## Exercise instructions
Transcribe every one of the lines below word for word, leaving the pictures out of your copy.

— begin Given information —

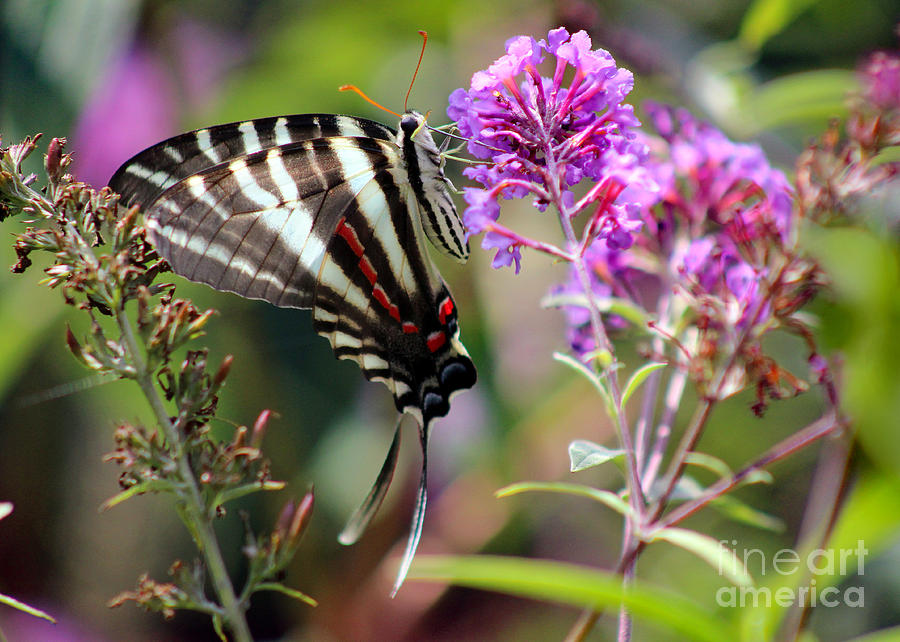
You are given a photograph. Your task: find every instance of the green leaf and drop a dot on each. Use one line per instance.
(16, 604)
(591, 376)
(610, 305)
(230, 494)
(798, 98)
(689, 488)
(281, 588)
(605, 497)
(640, 375)
(128, 493)
(709, 462)
(574, 586)
(885, 635)
(766, 18)
(586, 454)
(714, 553)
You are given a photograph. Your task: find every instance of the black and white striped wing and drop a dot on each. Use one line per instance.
(148, 174)
(329, 213)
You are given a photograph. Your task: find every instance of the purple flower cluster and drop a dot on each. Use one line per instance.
(880, 76)
(710, 239)
(543, 137)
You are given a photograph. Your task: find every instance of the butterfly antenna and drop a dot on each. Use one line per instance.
(367, 99)
(424, 35)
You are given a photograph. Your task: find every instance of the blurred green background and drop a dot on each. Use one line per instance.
(118, 75)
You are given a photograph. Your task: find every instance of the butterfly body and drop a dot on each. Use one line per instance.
(324, 212)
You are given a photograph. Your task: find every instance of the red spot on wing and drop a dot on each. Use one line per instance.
(436, 340)
(380, 296)
(445, 310)
(346, 232)
(367, 270)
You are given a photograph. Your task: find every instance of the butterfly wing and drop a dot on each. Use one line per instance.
(143, 178)
(334, 223)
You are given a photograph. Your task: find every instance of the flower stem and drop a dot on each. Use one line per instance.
(194, 512)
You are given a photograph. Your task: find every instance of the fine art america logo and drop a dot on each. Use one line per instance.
(818, 564)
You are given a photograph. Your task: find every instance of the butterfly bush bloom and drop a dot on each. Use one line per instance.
(543, 136)
(715, 249)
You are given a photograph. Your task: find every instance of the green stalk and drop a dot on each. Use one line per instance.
(194, 513)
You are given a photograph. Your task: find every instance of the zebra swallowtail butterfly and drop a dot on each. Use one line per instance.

— end Given information —

## Worked solution
You are given a photograph. Your task: find every instance of the green leaf and drop a dot on each. Use one line per instance.
(16, 604)
(591, 376)
(610, 305)
(230, 494)
(798, 98)
(689, 488)
(281, 588)
(605, 497)
(640, 375)
(128, 493)
(709, 462)
(574, 586)
(885, 635)
(766, 18)
(586, 454)
(714, 553)
You are given a photograph. Your task: find every instance of the black and white striped wing and drop a dot on each. Use one line per instance.
(148, 174)
(329, 213)
You are given a photograph. Your task: find every instance of the purple flower cluster and drop a dot on each. Use one line per instance.
(880, 76)
(710, 239)
(543, 137)
You are given a photograph. Your task: find every instance of the butterfly antenna and drop a dot on each. Use one line per instance.
(367, 99)
(424, 35)
You are given a photograph. Your task: find every instance of the blurred green background and drop a dot on each. Use one line per instance.
(118, 75)
You are given a photograph. Your task: find every instance of the butterfly body and drop a dot on each. Use one line per instance.
(324, 212)
You are given a photograph. Your task: find every instance of the red spot on wing and drop a dot on each. Use one line per instance.
(436, 340)
(380, 296)
(445, 310)
(346, 232)
(367, 270)
You are given a photograph. Your task: find every instance of the butterfly wing and drop a dot on each. Use one line per instance.
(143, 178)
(334, 223)
You are given a photograph. Your task: find every instance of the flower stem and drop a dot on each. Use one line per instance.
(194, 512)
You are given a photograph. Your task: find every instance of the fine art america logo and drop a dot on each. Use one line per instance.
(818, 564)
You are given a photograph. Your task: find every instance of the butterfly bush bloom and drop a dot on each. Use one line per instance.
(543, 136)
(715, 249)
You are given a photograph. Your task: find every instance of the green stalk and drop a dot on each. Use one line per instance.
(194, 513)
You are given a photograph. Your task: find every instance of the zebra swallowtail butterfly and drop a dot on each. Use one line per instance.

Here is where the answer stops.